Position identification records
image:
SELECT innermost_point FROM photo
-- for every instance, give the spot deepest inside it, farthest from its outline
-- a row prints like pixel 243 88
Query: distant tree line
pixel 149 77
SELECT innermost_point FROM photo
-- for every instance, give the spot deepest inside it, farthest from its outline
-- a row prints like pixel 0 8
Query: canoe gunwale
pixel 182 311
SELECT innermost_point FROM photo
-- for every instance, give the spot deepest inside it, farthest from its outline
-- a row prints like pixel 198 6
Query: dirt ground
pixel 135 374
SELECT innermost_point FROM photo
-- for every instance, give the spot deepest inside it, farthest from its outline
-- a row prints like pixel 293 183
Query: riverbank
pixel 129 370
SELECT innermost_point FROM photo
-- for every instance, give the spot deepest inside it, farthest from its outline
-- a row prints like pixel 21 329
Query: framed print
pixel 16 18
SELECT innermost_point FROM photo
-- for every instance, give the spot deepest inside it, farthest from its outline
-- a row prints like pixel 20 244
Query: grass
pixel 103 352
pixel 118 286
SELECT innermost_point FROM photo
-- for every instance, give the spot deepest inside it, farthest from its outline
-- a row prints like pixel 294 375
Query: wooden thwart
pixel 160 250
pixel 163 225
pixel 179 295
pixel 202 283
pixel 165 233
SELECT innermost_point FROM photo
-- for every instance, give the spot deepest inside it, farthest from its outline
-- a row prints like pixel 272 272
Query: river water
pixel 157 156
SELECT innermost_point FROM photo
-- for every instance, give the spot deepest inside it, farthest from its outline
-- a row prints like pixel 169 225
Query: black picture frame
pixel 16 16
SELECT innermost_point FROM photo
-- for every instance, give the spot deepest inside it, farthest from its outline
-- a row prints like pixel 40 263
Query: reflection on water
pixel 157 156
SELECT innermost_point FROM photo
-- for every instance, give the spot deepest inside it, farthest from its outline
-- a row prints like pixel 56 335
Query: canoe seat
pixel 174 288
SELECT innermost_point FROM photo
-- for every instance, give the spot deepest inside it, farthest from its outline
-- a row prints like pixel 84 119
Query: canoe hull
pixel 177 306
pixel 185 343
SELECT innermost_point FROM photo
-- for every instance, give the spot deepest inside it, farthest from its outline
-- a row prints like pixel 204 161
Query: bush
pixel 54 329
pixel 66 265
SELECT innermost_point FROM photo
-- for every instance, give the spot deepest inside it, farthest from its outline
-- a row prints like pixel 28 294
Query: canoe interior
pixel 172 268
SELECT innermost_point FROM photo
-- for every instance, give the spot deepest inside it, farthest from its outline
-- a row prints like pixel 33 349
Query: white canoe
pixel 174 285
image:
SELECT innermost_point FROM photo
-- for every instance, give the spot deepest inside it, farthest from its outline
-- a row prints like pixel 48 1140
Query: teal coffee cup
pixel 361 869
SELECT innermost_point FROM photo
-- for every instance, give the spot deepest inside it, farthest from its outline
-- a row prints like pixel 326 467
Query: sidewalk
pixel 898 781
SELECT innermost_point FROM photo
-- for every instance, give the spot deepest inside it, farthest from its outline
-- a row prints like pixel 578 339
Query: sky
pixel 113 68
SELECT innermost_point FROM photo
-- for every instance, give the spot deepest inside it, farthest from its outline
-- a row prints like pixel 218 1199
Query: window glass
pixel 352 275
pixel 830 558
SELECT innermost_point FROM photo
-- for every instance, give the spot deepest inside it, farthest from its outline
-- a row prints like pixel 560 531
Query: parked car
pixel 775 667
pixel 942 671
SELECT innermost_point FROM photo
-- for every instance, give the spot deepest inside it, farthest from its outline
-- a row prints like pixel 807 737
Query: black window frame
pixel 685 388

• **Short task**
Render the material above as a JSON list of strings, one string per line, and omit any blank lines.

• **Task answer**
[
  "image:",
  "SELECT innermost_point FROM photo",
  "-- for every instance, give the spot deepest inside it, farthest from its outline",
  "-- a row prints like pixel 243 88",
  "Query: distant tree line",
  "pixel 149 77",
  "SELECT innermost_point FROM photo",
  "-- for every instance, give the spot deepest inside it, farthest from its outline",
  "-- a row prints like pixel 0 8",
  "Query: canoe gunwale",
  "pixel 182 311",
  "SELECT innermost_point FROM photo",
  "-- for every instance, give the spot deepest inside it, farthest from its outline",
  "-- a row prints like pixel 198 6",
  "Query: dirt ground",
  "pixel 135 374",
  "SELECT innermost_point FROM photo",
  "-- for every instance, give the spot deepest inside it, farthest from its outline",
  "-- a row prints like pixel 293 183",
  "Query: riverbank",
  "pixel 129 370",
  "SELECT innermost_point FROM photo",
  "-- for every instance, give the spot deepest inside it, farthest from its outline",
  "-- a row prints like pixel 21 329",
  "Query: framed print",
  "pixel 16 18",
  "SELECT innermost_point FROM photo",
  "-- for every instance, give the spot deepest inside it, farthest from its outline",
  "-- a row prints like pixel 20 244",
  "Query: grass",
  "pixel 103 352",
  "pixel 118 286",
  "SELECT innermost_point FROM photo",
  "-- for every instance, give the spot deepest inside it, farthest from its outline",
  "-- a row prints like pixel 294 375",
  "Query: wooden thwart",
  "pixel 160 250",
  "pixel 163 225",
  "pixel 179 295",
  "pixel 202 283",
  "pixel 165 233",
  "SELECT innermost_point FROM photo",
  "-- for every instance, give the spot deepest inside it, farthest from its outline",
  "-- a row prints like pixel 272 272",
  "Query: river water",
  "pixel 157 156",
  "SELECT innermost_point FROM photo",
  "-- for every instance, give the spot deepest inside it, farthest from its outline",
  "-- a row prints like pixel 169 225",
  "Query: black picture frame",
  "pixel 16 16",
  "SELECT innermost_point FROM photo",
  "-- for every instance, give the spot deepest inside it, farthest from its outline",
  "-- a row prints like pixel 40 263",
  "Query: reflection on water",
  "pixel 157 156",
  "SELECT innermost_point FROM photo",
  "-- for every instance, give the spot deepest inside it, farthest from its outline",
  "-- a row prints like pixel 56 335",
  "Query: canoe seat",
  "pixel 174 288",
  "SELECT innermost_point FROM photo",
  "-- for every instance, give the spot deepest inside it, farthest from its outline",
  "-- a row prints like pixel 84 119",
  "Query: canoe hull",
  "pixel 177 306",
  "pixel 185 343",
  "SELECT innermost_point FROM photo",
  "-- for every instance, give the spot deepest inside it, farthest from its outline",
  "-- a row prints like pixel 204 161",
  "Query: bush",
  "pixel 54 329",
  "pixel 66 265",
  "SELECT innermost_point FROM photo",
  "-- for every instance, give the spot deepest inside it, farthest from its outline",
  "-- a row prints like pixel 28 294",
  "Query: canoe interior",
  "pixel 172 268",
  "SELECT innermost_point FROM photo",
  "-- for every instance, give the spot deepest inside it, farthest from its outline",
  "-- a row prints like pixel 33 349",
  "Query: white canoe",
  "pixel 174 285",
  "image:",
  "SELECT innermost_point FROM photo",
  "-- for every instance, give the spot deepest inside it, farthest from its outline",
  "-- a row prints like pixel 48 1140",
  "Query: teal coffee cup",
  "pixel 361 869",
  "SELECT innermost_point FROM photo",
  "-- for every instance, give the spot deepest inside it, farthest from its outline",
  "-- a row prints like pixel 326 467",
  "Query: sidewalk",
  "pixel 898 781",
  "SELECT innermost_point FROM photo",
  "-- for every instance, give the spot deepest inside it, farthest from its outline",
  "-- a row prints like pixel 578 339",
  "Query: sky",
  "pixel 113 68",
  "SELECT innermost_point FROM photo",
  "-- for every instance, give the spot deepest inside it, farthest from its outline",
  "-- a row prints like pixel 218 1199",
  "Query: window glass",
  "pixel 352 275",
  "pixel 830 558",
  "SELECT innermost_point FROM photo",
  "-- for every instance, give the spot deepest inside it, farthest from its outline",
  "-- a row prints like pixel 560 531",
  "Query: parked car",
  "pixel 775 667",
  "pixel 942 671",
  "SELECT innermost_point FROM photo",
  "-- for every instance, give the spot deepest inside it, farthest from its outline",
  "-- a row prints like pixel 807 737",
  "Query: black window frame",
  "pixel 685 388"
]